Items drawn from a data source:

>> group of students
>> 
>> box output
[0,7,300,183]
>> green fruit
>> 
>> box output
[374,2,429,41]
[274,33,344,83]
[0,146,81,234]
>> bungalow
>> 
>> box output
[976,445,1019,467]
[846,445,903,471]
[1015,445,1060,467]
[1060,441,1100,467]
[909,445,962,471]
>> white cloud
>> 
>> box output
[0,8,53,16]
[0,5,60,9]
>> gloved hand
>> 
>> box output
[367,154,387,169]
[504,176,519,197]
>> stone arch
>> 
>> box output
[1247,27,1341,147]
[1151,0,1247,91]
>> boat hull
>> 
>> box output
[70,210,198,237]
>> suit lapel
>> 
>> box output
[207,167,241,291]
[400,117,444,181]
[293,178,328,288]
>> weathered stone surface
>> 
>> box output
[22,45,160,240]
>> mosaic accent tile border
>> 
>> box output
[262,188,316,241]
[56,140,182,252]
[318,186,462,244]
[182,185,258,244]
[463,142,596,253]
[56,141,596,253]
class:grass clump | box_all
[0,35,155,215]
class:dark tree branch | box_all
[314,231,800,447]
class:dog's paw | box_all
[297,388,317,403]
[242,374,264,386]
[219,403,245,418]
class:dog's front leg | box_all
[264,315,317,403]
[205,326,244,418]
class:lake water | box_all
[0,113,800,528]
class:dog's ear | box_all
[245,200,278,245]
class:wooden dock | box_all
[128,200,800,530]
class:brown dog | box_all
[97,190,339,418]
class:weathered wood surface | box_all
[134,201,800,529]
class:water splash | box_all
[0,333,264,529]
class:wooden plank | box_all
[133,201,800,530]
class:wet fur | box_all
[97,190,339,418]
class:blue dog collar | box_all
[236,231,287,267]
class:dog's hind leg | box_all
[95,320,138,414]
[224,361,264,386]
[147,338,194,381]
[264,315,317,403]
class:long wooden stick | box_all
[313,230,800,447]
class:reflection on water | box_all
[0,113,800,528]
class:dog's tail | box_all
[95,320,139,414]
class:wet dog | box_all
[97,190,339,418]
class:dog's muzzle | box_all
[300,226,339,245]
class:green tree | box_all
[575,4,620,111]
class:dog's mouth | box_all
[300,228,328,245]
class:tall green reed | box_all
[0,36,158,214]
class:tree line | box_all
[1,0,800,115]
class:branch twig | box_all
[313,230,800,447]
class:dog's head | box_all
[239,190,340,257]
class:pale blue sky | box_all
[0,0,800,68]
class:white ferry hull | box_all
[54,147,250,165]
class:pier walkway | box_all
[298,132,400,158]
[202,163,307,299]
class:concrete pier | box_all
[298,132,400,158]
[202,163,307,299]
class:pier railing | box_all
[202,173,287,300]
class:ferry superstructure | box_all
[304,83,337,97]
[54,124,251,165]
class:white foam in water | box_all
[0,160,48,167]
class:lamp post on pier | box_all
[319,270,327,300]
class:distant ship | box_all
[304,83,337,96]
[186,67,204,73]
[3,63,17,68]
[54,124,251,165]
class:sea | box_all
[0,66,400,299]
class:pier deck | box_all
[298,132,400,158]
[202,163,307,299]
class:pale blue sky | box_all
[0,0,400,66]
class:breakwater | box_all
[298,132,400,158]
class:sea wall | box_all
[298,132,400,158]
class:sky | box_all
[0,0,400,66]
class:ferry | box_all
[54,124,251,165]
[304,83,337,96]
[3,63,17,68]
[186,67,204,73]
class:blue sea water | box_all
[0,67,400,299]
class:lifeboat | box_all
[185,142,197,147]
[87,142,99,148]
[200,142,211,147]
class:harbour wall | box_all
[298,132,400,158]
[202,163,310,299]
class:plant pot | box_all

-- WHAT IS REQUIRED --
Scale the part that opens with the line containing "class:breakwater | box_all" and closes with the line containing "[0,67,400,299]", writing those lines out again with the requests included. Multiply every box coordinate in the answers by 1.85 and round each to a whole number, with halves rounded up.

-- SOLUTION TO THE EXERCISE --
class:breakwater | box_all
[551,244,740,292]
class:sea wall | box_all
[551,244,740,292]
class:sky | box_all
[0,0,740,122]
class:ferry | box_all
[100,229,464,305]
[562,154,623,178]
[6,117,31,126]
[344,124,377,135]
class:blue sea water | box_all
[0,124,740,553]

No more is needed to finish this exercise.